▶ _Instructions for the task_
Identify every line in the material below that contains the string "water", and copy each one. Case counts.

[Start Supplied information]

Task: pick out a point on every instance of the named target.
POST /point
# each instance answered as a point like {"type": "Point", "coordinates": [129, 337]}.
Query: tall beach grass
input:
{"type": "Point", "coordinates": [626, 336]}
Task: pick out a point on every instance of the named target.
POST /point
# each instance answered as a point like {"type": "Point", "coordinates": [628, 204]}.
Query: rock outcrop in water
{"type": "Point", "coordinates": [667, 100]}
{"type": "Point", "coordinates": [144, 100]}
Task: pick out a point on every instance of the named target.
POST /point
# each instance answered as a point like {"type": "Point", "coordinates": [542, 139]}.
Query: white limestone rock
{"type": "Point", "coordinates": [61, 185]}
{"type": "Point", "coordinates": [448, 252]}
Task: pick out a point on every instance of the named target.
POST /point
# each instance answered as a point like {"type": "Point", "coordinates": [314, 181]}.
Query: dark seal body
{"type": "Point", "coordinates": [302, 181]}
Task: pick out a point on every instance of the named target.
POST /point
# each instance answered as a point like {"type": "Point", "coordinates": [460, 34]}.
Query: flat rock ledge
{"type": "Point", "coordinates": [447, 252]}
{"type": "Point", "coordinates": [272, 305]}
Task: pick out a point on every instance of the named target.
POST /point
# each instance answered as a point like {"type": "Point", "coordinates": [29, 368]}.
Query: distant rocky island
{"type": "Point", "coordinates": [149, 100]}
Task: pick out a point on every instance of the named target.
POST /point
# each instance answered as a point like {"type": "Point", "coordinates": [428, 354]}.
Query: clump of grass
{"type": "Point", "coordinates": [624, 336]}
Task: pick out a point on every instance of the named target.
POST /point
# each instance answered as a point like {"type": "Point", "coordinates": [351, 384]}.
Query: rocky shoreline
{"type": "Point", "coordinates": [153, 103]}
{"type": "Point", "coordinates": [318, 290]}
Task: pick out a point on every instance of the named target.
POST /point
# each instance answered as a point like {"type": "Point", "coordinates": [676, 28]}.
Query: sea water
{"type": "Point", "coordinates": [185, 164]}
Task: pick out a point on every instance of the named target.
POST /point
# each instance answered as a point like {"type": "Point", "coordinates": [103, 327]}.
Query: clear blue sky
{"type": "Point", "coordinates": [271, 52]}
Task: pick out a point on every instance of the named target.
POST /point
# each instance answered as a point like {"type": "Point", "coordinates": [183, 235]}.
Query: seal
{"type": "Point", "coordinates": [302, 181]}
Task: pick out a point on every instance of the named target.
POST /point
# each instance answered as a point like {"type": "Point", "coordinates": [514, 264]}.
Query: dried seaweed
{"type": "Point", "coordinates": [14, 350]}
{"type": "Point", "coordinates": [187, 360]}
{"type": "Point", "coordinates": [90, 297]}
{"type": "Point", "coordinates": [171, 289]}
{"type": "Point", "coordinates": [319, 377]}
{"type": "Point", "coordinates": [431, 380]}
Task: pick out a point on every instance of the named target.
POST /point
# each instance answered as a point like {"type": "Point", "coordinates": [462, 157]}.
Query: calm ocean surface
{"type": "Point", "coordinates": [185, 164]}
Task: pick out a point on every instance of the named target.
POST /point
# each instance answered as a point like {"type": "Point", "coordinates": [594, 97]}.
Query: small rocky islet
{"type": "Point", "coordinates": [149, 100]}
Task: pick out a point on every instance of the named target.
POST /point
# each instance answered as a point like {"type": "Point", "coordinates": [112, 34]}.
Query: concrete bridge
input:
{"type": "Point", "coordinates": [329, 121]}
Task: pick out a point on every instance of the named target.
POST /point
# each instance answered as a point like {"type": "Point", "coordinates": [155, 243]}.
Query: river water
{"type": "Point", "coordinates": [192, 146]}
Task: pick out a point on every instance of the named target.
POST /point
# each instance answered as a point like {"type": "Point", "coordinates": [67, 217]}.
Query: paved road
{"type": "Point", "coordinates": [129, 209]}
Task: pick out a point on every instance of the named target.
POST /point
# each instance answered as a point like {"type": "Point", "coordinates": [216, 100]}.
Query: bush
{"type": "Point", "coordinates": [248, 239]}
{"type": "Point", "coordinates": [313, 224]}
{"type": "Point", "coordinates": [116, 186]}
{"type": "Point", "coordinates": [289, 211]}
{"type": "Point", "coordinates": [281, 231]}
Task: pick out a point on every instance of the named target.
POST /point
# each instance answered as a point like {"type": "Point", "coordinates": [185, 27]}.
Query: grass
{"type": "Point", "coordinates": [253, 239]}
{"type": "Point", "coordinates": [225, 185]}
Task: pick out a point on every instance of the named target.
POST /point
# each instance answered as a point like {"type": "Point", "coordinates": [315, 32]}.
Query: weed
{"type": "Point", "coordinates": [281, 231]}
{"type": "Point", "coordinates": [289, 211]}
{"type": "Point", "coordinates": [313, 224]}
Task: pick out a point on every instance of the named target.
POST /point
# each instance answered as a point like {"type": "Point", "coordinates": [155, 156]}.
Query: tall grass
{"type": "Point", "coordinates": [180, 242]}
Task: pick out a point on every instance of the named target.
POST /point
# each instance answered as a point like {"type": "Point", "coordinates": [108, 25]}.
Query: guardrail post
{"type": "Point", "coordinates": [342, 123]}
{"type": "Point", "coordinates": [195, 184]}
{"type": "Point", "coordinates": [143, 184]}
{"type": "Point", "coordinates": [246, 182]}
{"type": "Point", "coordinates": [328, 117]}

[End Supplied information]

▶ _Exercise answer_
Query: rock outcrop in water
Query: sea water
Query: river water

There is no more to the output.